Tugas: Menurut teks tentang kenaikan cukai rokok, berapa target penerimaan perpajakan dalam RAPBN 2022?

Teks untuk dianalisis:
╭──

Cukai Rokok Naik Tahun Depan, Asosiasi: Industri Makin Menderita

Industri rokok masih terpuruk akibat pandemik COVID-19

Jakarta, IDN Times - Sejumlah asosiasi rokok di Indonesia menentang rencana pemerintah untuk menaikkan cukai rokok pada 2022 mendatang. Mereka beranggapan, hal tersebut bakal semakin memperparah kondisi industri rokok dalam negeri yang tengah terpuruk akibat pandemik COVID-19.

Indikasi kenaikan cukai rokok tergambar dari Nota Keuangan yang dibacakan oleh Presiden Joko "Jokowi" Widodo pada 16 Agustus kemarin.

Di dalam Nota Keuangan tersebut, Jokowi ingin ada kenaikan target penerimaan pendapatan negara dari sisi pajak maupun non-pajak. Penerimaan perpajakan pada Rancangan Anggaran Pendapatan dan Belanja Negara (RAPBN) 2022 ditargetkan mencapai Rp1.506,9 triliun.

Rinciannya, penerimaan dari pajak sebesar Rp1.262,9 triliun dan penerimaan dari kepabeanan serta cukai sebesar Rp244 triliun.

╰──

Catatan dari sumber data:
╭──

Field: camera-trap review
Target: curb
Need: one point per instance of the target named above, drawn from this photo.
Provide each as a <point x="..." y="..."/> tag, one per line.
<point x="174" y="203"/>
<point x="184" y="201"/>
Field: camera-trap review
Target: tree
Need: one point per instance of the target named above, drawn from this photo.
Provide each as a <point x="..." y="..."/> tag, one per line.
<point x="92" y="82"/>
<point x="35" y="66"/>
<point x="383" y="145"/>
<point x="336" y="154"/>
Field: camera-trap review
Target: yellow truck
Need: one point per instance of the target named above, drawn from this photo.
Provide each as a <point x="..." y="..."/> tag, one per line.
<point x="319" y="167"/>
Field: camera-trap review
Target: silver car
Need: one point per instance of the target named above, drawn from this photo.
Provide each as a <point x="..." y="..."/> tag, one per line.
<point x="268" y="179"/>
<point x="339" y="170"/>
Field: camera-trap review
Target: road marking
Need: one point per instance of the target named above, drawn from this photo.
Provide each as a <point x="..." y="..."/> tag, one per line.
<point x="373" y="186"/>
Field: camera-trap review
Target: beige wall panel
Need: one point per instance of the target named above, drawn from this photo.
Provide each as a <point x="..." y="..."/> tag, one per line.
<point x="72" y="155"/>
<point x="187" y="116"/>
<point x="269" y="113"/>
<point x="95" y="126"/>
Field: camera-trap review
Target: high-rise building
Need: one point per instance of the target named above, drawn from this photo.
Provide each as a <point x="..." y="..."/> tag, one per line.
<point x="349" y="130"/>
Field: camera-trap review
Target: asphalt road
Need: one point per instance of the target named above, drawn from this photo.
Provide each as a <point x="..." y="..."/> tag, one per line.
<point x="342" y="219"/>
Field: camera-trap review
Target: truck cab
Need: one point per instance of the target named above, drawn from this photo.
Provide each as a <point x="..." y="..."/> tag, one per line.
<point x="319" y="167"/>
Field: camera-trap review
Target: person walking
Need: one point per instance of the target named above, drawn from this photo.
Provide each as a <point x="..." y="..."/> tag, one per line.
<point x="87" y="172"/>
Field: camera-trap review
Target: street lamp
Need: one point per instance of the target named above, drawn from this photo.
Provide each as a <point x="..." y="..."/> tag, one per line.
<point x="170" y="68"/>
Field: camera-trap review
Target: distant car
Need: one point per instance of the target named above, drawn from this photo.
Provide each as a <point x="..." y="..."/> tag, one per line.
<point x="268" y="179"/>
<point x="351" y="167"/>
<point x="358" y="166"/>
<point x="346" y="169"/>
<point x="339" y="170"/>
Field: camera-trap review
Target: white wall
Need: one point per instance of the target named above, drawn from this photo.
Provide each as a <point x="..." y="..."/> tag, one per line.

╰──

Jawaban: Rp1.506,9 triliun.